Первая страницаКарта сайта

О единстве философии и ее корнях

Философия едина, хотя она «состоит» из уникальных открытий, каждое из которых в полноте обозреваемо и проживаемо только автором. Философия в целом представляет собою как бы некое Древо, питаемое едиными корневыми основами. Правда, они были восчувствованы в столь далекую эпоху и нынче хранятся в такой душевной глубине, что вербализовать их, осознать и — главное — принять невероятно трудно. Там, в этих глубинах бодрствуют человеческие духи, но при всем их своеобразии они человеческие. И коль скоро у этих духов есть, пусть даже изобретательно запрятанное, корневое основание, есть и единство философии, хотя и постигаемое не каждым...

* Строки данных:

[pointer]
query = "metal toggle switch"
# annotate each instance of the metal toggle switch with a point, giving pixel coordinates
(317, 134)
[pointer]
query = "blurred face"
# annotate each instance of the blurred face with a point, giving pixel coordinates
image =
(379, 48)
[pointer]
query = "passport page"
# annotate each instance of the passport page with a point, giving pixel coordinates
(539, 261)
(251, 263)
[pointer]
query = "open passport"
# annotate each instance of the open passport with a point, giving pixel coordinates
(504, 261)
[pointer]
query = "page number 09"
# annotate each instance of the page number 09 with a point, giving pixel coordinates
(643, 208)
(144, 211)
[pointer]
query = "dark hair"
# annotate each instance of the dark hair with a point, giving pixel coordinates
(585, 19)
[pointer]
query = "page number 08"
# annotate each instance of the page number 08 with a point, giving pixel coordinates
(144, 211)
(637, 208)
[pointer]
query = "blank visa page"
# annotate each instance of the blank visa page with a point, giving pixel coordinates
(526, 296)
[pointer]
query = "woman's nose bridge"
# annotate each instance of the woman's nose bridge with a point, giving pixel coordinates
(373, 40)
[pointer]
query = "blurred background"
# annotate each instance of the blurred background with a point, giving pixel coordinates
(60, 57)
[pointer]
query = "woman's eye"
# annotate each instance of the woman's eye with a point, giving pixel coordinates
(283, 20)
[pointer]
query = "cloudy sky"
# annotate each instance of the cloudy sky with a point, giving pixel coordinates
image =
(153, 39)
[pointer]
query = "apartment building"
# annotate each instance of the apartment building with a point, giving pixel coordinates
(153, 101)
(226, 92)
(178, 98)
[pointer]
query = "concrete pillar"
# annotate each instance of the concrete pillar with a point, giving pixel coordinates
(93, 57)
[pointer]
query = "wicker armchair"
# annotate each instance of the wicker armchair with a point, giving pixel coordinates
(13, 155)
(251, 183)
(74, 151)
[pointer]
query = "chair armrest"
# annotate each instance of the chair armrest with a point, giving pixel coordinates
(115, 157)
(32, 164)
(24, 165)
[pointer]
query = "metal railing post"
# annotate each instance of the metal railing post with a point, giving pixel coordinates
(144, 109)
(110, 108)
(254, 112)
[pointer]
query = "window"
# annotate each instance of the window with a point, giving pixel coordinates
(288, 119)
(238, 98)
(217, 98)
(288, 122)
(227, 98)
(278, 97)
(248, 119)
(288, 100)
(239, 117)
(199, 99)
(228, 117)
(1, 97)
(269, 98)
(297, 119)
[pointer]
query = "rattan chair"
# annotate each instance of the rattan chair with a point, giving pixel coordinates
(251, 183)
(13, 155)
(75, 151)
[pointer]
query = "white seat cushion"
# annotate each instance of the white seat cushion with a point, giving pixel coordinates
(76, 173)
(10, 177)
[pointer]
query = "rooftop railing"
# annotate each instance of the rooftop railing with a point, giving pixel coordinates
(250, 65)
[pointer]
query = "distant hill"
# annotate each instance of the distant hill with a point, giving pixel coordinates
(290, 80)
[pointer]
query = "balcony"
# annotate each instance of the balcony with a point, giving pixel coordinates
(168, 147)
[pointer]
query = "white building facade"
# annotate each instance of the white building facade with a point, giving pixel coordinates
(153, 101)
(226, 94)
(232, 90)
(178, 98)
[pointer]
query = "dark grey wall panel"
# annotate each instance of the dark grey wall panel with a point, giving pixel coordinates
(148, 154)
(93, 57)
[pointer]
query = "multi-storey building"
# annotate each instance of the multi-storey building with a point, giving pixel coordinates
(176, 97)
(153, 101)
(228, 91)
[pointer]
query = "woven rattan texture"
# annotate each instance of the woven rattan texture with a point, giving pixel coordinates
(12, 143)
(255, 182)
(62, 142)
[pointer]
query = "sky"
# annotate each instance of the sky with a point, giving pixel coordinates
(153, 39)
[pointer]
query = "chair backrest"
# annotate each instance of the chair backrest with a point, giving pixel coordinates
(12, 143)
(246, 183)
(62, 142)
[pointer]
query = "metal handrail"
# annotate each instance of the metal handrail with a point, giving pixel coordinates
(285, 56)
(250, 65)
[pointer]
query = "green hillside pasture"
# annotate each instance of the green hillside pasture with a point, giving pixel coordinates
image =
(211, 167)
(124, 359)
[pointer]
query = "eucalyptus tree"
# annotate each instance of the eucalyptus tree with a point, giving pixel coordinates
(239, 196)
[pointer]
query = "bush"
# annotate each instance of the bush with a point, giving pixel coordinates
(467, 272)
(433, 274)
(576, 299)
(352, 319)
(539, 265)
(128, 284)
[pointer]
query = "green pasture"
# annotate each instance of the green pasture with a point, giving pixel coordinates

* Задания для выполнения:
- A) Назовите все действия с корневыми основами философии, которые, согласно тексту о единстве философии, выполнить невероятно трудно.
- B) Допишите текст о единстве философии, продолжив его после последнего приведенного предложения.

* Ответы по заданиям:
- A) Вербализовать их, осознать и принять.

- B)
То, что корневые основы существуют, говорит множество приблизительных совпадений, даже в, казалось бы, противоборствующих концепциях, что объяснять только заимствованием, подражанием, случайностью не получится. Едина ли эта корневая система у всего человеческого рода или она разнится в связи с этническими, географическими, историческими особенностями? Скорее всего разнится. Но вряд ли нужно доказывать, что для Европы и ее культурных ответвлений родина философии, следовательно, и ее единая корневая система сосредоточена в греко-римской античности. Какое бы значительное учение ни взять, мы встретимся в нем с одними и теми же проблемами: единое — многое, предел — беспредельность, бытие — небытие, ум — чувство, рождение — гибель, движение — покой, постоянство — перемены, человеческое — божественное, идеальное — материальное, хаос — упорядоченность, качество — число, мир — иномирие, душа — тело и т. д.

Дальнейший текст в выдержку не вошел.